» **WORK TO COMPLETE**:
Can you rewrite the records below with every "single dot" changed to "single point" and nothing else altered?

» **RECORDS FOR THIS TASK**:
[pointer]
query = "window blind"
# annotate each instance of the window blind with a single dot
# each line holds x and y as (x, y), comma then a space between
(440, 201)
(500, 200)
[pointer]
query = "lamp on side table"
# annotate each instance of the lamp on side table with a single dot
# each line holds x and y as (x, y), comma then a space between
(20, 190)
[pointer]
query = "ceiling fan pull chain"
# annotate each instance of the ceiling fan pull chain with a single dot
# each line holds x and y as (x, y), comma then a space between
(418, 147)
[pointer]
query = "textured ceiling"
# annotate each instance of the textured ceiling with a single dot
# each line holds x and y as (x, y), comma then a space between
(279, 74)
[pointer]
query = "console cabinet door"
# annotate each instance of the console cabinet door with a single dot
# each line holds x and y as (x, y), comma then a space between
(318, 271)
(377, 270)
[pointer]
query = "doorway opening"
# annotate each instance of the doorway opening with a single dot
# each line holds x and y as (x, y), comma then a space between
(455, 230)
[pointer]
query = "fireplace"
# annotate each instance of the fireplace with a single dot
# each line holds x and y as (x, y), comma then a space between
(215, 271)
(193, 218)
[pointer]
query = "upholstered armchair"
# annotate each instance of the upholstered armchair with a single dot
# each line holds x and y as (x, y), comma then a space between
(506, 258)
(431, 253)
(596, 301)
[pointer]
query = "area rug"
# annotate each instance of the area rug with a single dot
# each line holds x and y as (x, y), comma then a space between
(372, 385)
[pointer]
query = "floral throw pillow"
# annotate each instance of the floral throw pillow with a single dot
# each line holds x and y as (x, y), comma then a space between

» **SOLUTION TO THIS EXERCISE**:
[pointer]
query = "window blind"
# annotate each instance of the window blind with a single point
# each line holds x and y as (x, y), comma then a space between
(440, 201)
(500, 200)
[pointer]
query = "lamp on side table"
# annotate each instance of the lamp on side table with a single point
# each line holds x and y as (x, y), comma then a space between
(20, 190)
[pointer]
query = "ceiling fan pull chain"
# annotate each instance of the ceiling fan pull chain with a single point
# each line holds x and y as (x, y), comma then a space between
(418, 147)
[pointer]
query = "textured ceiling"
# annotate each instance of the textured ceiling with a single point
# each line holds x and y as (x, y), comma then a space between
(279, 74)
[pointer]
query = "console cabinet door"
# annotate each instance of the console cabinet door with a single point
# each line holds x and y as (x, y), comma then a space between
(318, 271)
(377, 270)
[pointer]
query = "doorway opening"
# annotate each instance of the doorway opening with a single point
# each line holds x and y as (x, y), comma then a space between
(455, 230)
[pointer]
query = "fireplace"
# annotate each instance of the fireplace with a single point
# each line holds x and y as (x, y), comma then a space between
(215, 271)
(193, 218)
[pointer]
query = "upholstered armchair"
# annotate each instance of the upholstered armchair with a single point
# each line holds x and y as (x, y), comma then a space between
(506, 258)
(431, 253)
(596, 301)
[pointer]
query = "area rug"
# annotate each instance of the area rug with a single point
# each line holds x and y as (x, y), comma then a space between
(372, 385)
[pointer]
query = "floral throw pillow"
# annotate each instance of the floral throw pillow with a single point
# each line holds x and y as (x, y), comma then a space between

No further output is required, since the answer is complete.